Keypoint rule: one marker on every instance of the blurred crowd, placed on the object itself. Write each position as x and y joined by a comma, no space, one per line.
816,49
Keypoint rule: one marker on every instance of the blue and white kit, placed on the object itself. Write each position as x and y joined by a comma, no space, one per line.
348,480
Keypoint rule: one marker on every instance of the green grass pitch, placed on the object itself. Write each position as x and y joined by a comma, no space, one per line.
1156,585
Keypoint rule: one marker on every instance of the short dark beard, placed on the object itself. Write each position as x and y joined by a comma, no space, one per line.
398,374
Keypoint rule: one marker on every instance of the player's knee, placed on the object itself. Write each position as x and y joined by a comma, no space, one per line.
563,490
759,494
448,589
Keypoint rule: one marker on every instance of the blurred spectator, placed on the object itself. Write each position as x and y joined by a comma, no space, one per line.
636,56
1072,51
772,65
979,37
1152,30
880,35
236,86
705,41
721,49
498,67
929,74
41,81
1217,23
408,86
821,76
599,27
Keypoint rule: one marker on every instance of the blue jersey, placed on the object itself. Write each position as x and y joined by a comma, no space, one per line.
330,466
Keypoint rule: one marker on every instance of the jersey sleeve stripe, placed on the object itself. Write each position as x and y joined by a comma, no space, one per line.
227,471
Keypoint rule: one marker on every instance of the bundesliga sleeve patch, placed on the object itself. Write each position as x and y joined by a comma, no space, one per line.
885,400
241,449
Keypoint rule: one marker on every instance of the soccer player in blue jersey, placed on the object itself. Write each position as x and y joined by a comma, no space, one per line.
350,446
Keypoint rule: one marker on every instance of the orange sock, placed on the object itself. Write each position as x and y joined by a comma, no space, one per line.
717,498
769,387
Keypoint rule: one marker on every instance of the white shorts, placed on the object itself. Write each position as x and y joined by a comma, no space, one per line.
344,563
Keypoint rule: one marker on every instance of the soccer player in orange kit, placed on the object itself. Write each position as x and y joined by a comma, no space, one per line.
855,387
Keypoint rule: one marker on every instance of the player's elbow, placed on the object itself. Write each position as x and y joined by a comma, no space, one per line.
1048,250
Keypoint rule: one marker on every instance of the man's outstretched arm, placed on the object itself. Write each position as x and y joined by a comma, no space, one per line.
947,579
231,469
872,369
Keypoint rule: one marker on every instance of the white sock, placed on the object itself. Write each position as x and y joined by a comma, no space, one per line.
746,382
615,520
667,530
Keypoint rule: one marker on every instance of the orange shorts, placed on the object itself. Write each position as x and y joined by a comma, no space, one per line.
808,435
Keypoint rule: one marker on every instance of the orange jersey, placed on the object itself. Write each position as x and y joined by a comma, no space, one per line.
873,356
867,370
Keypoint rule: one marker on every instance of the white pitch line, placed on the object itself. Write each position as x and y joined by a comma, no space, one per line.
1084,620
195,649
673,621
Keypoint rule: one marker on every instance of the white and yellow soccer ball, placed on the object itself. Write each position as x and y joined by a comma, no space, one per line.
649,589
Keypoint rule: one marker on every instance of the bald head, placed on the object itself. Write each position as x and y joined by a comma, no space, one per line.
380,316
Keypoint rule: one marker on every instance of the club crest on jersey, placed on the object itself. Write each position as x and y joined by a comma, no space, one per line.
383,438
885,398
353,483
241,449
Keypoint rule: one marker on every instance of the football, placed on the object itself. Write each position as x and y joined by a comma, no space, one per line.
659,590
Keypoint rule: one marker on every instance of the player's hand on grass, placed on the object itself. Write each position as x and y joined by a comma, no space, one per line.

» **Exercise**
Write out again, unchanged, every line from the line containing "Keypoint rule: one marker on every instance of the white pitch" to the final line of the material above.

» **Output for this task**
Keypoint rule: one marker on every instance of the white pitch line, placed on the object itself. Write each position as x and y joined by a comma, no space, one per line.
1084,620
195,649
673,621
Keypoint rule: one marker on every instance of the white and yellow soccer ball, placed on the object itself. Write each position as x and y joined by a comma, no space, one per line.
649,589
Keypoint rule: one marker on every instance of the bald head, placed on the object itself. Write each position as x and y joined by a comma, no space, one per line.
380,316
Keypoint rule: one marker on every instance of the club crest on jersey, placed on the object itself. Write each position as x and y joined by a comma, no space, one per line.
383,438
885,398
353,483
241,449
Keypoint rule: one marker on every instance of the football, placed on the object itself. Write each position as x and y joined by a comma, no space, one per line.
659,590
Keypoint rule: one marker on every instance of the player's hand on grass, placed on the object itself. Write each position as x and y joined by a comma, no space, one per line.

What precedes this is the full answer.